• What you should do: The full listing should be set down exactly as it reads.

• Given information:

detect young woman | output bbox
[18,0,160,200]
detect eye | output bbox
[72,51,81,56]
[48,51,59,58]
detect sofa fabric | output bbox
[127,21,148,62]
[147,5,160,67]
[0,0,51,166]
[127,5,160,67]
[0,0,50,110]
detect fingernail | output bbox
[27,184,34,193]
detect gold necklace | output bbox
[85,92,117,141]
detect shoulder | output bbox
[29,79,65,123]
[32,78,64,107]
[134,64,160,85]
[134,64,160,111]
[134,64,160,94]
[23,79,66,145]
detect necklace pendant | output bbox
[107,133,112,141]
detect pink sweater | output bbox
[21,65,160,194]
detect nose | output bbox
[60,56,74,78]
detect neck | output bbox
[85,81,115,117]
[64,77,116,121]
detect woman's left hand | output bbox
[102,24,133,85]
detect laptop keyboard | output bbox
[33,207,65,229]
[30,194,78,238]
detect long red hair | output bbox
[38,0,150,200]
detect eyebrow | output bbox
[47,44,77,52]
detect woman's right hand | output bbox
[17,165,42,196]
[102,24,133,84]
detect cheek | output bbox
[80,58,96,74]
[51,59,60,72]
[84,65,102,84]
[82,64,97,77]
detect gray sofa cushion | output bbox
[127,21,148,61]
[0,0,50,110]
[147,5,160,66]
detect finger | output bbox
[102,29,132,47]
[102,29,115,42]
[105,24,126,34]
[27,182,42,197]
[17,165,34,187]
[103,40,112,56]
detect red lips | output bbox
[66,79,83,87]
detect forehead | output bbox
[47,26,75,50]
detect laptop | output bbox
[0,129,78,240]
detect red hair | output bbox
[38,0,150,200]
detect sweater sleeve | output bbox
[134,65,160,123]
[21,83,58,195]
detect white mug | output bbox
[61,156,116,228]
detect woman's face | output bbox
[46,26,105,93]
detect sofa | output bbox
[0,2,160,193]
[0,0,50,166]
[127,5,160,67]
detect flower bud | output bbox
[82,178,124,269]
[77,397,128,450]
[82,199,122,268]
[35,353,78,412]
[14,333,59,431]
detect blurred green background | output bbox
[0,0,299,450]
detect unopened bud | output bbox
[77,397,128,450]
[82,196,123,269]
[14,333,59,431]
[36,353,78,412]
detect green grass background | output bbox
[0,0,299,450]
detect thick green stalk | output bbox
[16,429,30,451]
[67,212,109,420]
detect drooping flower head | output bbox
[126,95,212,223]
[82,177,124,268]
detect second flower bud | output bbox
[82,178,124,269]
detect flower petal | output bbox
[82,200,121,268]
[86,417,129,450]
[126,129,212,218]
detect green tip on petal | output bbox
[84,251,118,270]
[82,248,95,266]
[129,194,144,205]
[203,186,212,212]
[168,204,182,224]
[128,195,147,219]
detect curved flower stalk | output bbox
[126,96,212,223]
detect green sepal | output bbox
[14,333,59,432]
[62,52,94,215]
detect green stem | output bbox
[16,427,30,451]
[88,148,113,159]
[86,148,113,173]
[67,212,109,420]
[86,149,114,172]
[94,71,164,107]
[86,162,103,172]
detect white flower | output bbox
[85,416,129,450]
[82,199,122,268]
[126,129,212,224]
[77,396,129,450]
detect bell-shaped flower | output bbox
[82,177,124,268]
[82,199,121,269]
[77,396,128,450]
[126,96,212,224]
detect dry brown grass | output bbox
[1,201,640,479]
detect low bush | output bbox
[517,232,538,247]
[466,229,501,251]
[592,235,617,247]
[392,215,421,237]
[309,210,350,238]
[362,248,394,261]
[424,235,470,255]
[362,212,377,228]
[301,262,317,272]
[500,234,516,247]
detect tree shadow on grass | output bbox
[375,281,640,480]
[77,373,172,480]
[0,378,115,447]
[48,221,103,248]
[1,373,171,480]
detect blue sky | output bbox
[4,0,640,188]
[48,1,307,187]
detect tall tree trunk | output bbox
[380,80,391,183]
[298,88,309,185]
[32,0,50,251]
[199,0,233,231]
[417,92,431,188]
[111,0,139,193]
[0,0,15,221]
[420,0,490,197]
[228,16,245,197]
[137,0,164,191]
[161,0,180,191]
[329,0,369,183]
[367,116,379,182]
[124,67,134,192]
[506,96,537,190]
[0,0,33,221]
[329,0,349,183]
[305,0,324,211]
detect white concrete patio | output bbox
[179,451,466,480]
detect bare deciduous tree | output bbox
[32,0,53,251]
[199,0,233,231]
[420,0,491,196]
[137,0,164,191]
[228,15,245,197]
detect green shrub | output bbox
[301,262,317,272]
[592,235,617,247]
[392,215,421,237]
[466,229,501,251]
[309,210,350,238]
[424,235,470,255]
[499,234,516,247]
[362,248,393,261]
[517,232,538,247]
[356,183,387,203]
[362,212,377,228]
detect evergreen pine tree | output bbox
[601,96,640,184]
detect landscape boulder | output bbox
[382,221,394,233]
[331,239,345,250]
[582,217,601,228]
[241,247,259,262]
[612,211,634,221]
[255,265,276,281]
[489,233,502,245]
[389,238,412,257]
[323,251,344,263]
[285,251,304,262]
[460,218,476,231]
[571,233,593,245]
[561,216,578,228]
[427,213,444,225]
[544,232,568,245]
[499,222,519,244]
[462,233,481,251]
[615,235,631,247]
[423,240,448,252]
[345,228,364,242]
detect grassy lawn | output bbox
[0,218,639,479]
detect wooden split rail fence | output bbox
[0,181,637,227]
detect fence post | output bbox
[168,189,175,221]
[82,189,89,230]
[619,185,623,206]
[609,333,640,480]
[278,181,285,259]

• Exercise answer:
detect young woman | output bbox
[18,0,160,200]
detect eye | output bbox
[72,51,81,56]
[48,51,59,58]
detect sofa fabric | output bbox
[127,21,148,62]
[147,5,160,67]
[0,0,51,166]
[127,5,160,67]
[0,0,50,110]
detect fingernail | output bbox
[27,184,34,193]
detect gold necklace | output bbox
[85,92,117,141]
detect shoulder | output bbox
[29,79,65,123]
[32,78,64,107]
[134,64,160,85]
[134,64,160,111]
[134,64,160,94]
[23,79,66,145]
detect necklace pendant | output bbox
[107,133,112,141]
detect pink sweater | output bbox
[21,65,160,194]
detect nose | output bbox
[60,56,74,78]
detect neck | output bbox
[85,81,115,117]
[64,77,116,121]
detect woman's left hand | output bbox
[102,24,133,85]
detect laptop keyboard | output bbox
[33,207,65,229]
[30,194,78,238]
detect long red hair | output bbox
[38,0,150,200]
detect eyebrow | output bbox
[47,44,77,52]
detect woman's right hand | output bbox
[17,165,42,196]
[102,24,133,84]
detect cheek | output bbox
[80,58,96,74]
[51,59,60,72]
[84,65,102,84]
[82,64,97,77]
detect gray sofa cushion | output bbox
[127,21,148,61]
[0,0,50,110]
[147,5,160,66]
detect finger | output bbox
[102,29,132,47]
[102,29,115,42]
[105,24,126,34]
[27,182,42,197]
[17,165,34,187]
[103,40,112,56]
detect red lips | output bbox
[66,79,83,87]
detect forehead | output bbox
[47,26,75,50]
detect laptop | output bbox
[0,129,78,240]
detect red hair | output bbox
[38,0,150,200]
detect sweater sleeve | output bbox
[134,65,160,123]
[21,83,58,195]
detect white mug | output bbox
[61,156,116,228]
detect woman's face | output bbox
[46,26,105,93]
detect sofa | output bbox
[0,2,160,193]
[0,0,50,166]
[127,5,160,67]
detect flower bud | output bbox
[82,178,124,269]
[77,397,128,450]
[82,199,122,268]
[35,353,78,412]
[14,333,59,431]
detect blurred green background | output bbox
[0,0,299,450]
detect unopened bud | output bbox
[77,397,128,450]
[82,196,123,269]
[14,333,59,431]
[36,353,78,412]
detect green grass background | output bbox
[0,0,299,450]
detect thick green stalk | output bbox
[16,429,30,451]
[67,212,109,420]
detect drooping flower head | output bbox
[126,95,212,223]
[82,177,124,268]
detect second flower bud | output bbox
[82,178,124,269]
detect flower petal | output bbox
[82,200,121,268]
[86,417,129,450]
[126,129,212,218]
detect green tip on petal | output bbox
[84,251,118,270]
[82,248,95,266]
[129,194,144,205]
[203,186,212,212]
[168,204,182,224]
[128,195,147,219]
detect curved flower stalk | output bbox
[126,96,212,223]
detect green sepal | output bbox
[14,333,59,432]
[62,52,94,215]
detect green stem | output bbox
[16,427,30,451]
[88,148,113,159]
[86,148,113,173]
[67,212,109,420]
[86,149,114,172]
[94,71,164,107]
[86,162,103,172]
detect white flower | output bbox
[85,416,129,450]
[82,199,122,268]
[126,129,212,224]
[77,396,129,450]
detect bell-shaped flower | output bbox
[82,177,124,268]
[82,199,121,269]
[77,396,128,450]
[126,96,212,224]
detect dry brown grass | output bbox
[1,201,640,479]
detect low bush | output bbox
[517,232,538,247]
[466,229,501,251]
[592,235,617,247]
[392,215,421,237]
[309,210,350,238]
[362,248,394,261]
[424,235,470,255]
[362,212,377,228]
[301,262,317,272]
[500,234,516,247]
detect tree shadow on grass | output bbox
[375,281,640,480]
[77,373,172,480]
[0,378,115,447]
[48,221,103,248]
[1,373,171,480]
detect blue sky | output bbox
[4,0,640,188]
[48,1,307,187]
detect tall tree trunk | output bbox
[380,80,391,183]
[298,88,309,185]
[32,0,50,251]
[199,0,233,231]
[417,92,431,188]
[111,0,139,193]
[0,0,15,221]
[420,0,490,197]
[228,16,245,197]
[137,0,164,191]
[161,0,180,191]
[329,0,369,183]
[367,116,379,182]
[124,67,134,192]
[506,96,537,190]
[0,0,33,221]
[329,0,349,183]
[305,0,324,211]
detect white concrete patio | output bbox
[179,451,466,480]
detect bare deciduous tree | output bbox
[32,0,53,251]
[199,0,233,231]
[420,0,491,196]
[137,0,164,191]
[228,15,245,197]
detect green shrub | output bbox
[301,262,317,272]
[592,235,617,247]
[392,215,421,237]
[466,229,501,251]
[309,210,350,238]
[424,235,470,255]
[499,234,516,247]
[362,248,393,261]
[517,232,538,247]
[356,183,387,203]
[362,212,377,228]
detect evergreen pine tree | output bbox
[601,96,640,184]
detect landscape boulder | output bbox
[382,221,394,233]
[331,239,345,250]
[582,217,601,228]
[241,247,259,262]
[612,211,634,221]
[255,265,276,281]
[489,233,502,245]
[389,238,412,257]
[323,251,344,263]
[285,251,304,262]
[460,218,476,231]
[571,233,593,245]
[561,216,578,228]
[427,213,444,225]
[544,232,568,245]
[499,222,519,244]
[462,233,481,251]
[615,235,631,247]
[423,240,448,252]
[345,228,364,242]
detect grassy lawn | output bbox
[0,218,639,479]
detect wooden split rail fence | output bbox
[0,181,637,227]
detect fence post | output bbox
[168,189,175,221]
[82,189,89,230]
[619,185,623,206]
[609,333,640,480]
[278,181,285,259]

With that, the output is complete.